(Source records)

=== Begin Enclosure ===

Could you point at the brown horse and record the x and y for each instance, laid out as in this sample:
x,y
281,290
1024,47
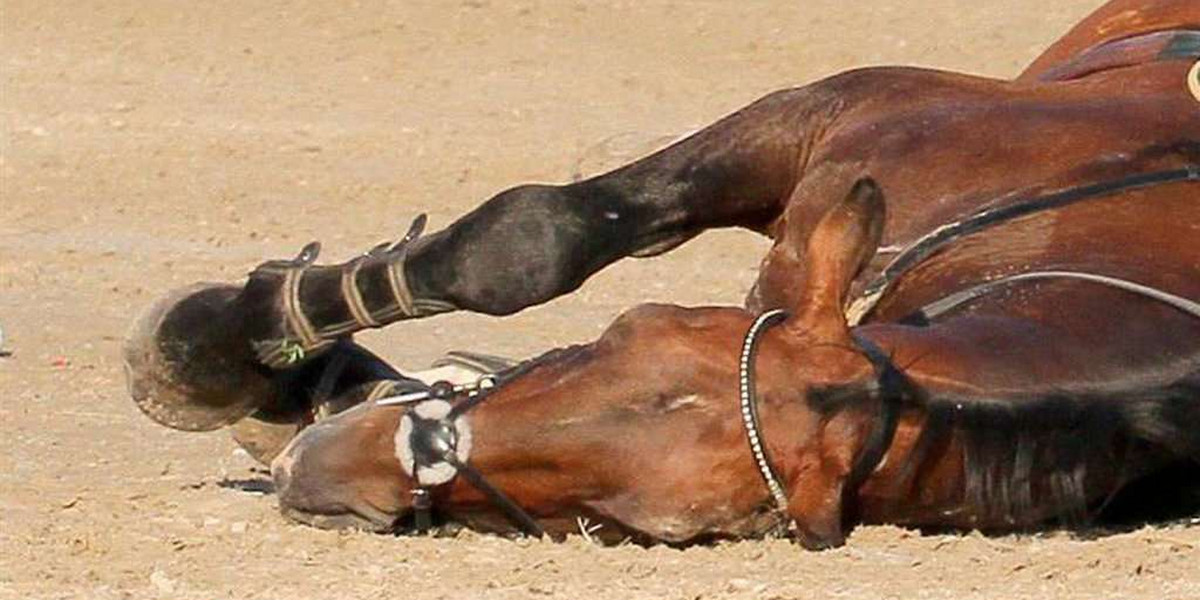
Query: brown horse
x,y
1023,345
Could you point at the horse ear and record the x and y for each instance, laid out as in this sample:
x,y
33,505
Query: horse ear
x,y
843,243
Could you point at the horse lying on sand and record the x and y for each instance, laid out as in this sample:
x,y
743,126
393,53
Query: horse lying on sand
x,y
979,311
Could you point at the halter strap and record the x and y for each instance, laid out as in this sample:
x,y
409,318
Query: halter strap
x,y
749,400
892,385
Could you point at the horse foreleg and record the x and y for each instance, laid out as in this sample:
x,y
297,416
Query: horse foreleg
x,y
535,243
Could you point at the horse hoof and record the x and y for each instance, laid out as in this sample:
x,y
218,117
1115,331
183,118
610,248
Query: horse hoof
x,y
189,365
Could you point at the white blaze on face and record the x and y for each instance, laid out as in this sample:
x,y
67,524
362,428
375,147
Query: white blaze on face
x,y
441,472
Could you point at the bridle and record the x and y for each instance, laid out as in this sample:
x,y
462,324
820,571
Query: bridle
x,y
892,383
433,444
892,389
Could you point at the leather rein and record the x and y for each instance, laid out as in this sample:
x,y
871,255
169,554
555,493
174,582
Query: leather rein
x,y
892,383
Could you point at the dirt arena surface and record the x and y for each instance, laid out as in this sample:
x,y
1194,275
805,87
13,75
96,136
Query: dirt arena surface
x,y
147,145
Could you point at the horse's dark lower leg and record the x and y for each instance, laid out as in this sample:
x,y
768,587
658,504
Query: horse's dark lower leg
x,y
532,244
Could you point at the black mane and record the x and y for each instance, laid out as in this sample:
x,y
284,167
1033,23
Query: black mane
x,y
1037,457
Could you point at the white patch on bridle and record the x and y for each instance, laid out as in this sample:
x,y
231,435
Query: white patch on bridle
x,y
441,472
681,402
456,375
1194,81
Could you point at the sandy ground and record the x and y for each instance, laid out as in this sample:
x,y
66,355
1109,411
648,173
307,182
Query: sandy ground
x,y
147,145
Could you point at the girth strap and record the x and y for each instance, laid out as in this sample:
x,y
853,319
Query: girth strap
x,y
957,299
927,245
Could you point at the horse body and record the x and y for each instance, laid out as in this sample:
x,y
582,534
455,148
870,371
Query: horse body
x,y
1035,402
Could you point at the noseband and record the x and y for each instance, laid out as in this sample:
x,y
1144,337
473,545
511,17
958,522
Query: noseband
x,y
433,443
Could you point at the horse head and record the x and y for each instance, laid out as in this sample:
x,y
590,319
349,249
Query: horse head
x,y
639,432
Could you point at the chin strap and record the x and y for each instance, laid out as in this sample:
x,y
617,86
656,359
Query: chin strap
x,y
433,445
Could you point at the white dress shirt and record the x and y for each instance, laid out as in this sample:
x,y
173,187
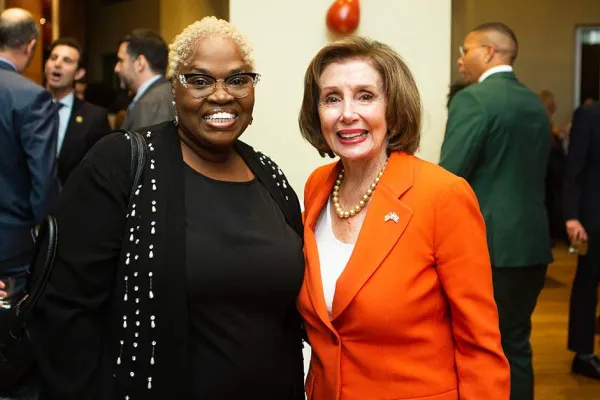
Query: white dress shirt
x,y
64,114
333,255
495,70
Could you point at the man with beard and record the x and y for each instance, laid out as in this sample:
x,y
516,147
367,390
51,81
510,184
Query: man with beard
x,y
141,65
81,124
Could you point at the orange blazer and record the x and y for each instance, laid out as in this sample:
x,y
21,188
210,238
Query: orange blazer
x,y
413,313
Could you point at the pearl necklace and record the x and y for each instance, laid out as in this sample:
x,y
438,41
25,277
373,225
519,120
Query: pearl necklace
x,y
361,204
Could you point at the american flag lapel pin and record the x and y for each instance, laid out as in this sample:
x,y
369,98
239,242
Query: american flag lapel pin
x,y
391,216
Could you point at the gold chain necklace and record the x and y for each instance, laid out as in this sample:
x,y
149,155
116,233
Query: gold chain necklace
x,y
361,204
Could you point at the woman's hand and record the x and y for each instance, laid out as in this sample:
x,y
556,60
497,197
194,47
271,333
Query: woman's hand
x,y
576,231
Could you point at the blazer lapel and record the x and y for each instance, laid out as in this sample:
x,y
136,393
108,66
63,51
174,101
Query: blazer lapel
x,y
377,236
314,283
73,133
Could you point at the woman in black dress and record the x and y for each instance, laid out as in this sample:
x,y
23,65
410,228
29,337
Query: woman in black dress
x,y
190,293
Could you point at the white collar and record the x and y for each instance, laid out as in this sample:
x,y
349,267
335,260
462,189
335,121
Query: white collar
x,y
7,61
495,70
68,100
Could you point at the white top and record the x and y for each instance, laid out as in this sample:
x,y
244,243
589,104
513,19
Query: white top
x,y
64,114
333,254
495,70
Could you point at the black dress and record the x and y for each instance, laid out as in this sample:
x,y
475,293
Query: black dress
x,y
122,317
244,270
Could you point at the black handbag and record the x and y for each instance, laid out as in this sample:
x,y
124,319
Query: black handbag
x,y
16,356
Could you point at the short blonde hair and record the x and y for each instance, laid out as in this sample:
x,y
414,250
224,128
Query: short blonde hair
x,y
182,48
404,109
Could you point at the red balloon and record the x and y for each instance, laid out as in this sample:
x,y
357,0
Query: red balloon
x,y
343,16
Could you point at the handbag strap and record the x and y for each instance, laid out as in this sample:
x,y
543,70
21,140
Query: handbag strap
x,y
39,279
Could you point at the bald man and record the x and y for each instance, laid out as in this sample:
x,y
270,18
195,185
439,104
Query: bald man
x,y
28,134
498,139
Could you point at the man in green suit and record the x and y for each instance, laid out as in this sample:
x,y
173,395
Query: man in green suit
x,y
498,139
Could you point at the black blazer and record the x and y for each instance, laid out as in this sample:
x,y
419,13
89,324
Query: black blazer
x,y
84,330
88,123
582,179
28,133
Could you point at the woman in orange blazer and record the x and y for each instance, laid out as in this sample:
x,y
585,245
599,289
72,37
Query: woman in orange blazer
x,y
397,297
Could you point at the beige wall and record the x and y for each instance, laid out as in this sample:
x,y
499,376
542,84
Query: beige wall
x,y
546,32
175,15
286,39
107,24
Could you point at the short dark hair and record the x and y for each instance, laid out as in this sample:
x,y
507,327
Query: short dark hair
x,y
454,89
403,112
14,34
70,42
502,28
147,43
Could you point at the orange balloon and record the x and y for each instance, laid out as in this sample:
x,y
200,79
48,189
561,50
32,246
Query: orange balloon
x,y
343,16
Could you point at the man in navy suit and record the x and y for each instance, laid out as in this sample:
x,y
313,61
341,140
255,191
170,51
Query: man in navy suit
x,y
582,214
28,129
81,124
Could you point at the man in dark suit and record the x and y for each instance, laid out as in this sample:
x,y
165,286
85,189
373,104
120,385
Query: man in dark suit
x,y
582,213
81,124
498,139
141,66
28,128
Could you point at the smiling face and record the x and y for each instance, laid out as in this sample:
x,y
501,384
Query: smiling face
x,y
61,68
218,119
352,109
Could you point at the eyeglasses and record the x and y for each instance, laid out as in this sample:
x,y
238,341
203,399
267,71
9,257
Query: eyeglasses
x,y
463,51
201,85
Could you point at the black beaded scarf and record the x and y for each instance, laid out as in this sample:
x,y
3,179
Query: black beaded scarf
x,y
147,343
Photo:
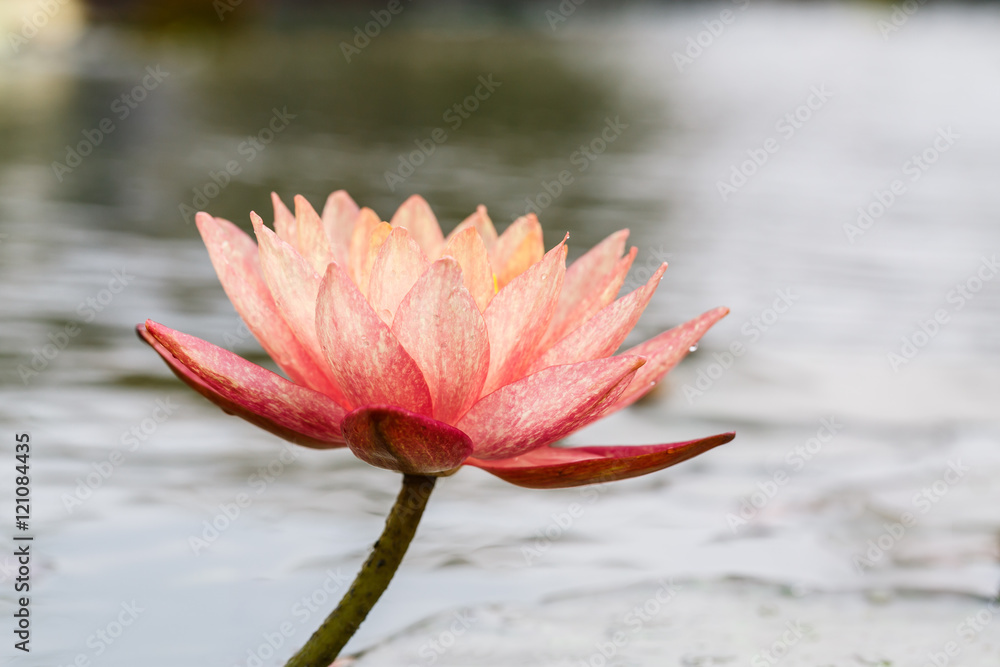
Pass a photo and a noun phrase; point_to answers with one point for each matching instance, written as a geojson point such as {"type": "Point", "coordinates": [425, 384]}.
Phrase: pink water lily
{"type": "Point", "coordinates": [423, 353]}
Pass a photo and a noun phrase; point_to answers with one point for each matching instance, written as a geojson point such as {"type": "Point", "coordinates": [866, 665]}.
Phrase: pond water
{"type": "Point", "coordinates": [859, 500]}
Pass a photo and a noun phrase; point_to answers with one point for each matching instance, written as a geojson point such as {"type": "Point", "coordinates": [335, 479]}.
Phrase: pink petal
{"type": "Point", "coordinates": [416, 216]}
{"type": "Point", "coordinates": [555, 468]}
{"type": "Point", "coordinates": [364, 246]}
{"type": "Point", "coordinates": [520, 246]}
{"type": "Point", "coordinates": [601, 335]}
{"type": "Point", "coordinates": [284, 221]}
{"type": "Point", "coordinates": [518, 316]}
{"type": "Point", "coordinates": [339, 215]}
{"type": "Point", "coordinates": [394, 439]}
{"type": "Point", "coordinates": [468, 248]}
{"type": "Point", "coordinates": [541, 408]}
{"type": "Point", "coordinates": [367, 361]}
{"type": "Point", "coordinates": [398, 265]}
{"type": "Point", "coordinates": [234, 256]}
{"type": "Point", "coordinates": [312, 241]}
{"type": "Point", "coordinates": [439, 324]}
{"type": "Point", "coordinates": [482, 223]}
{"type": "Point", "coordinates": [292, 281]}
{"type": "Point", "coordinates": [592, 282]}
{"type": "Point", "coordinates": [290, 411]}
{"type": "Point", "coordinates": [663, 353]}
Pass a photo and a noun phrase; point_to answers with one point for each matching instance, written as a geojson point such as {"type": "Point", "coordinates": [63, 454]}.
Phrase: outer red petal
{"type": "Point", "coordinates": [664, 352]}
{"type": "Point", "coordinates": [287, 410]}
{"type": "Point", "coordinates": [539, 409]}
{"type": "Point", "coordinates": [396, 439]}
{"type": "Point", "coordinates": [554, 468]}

=== End Enclosure ===

WHAT TO DO: Wherever the word "such" appears in a line of the data, copy that line.

SOLUTION TO THE EXERCISE:
Pass a photo and a noun phrase; point_to answers with one point for each matching instance, written as a geojson point such as {"type": "Point", "coordinates": [425, 384]}.
Pass a photo and a noun phrase; point_to answers with one point for each matching instance, written as a geojson point such as {"type": "Point", "coordinates": [866, 665]}.
Pass a photo and a noun phrase; point_to answers with one point for each matching instance, written as a geojson point such as {"type": "Point", "coordinates": [335, 479]}.
Pass a photo and a noun phrase; point_to answers with one point for each matching instance, written as a geojson point such as {"type": "Point", "coordinates": [63, 454]}.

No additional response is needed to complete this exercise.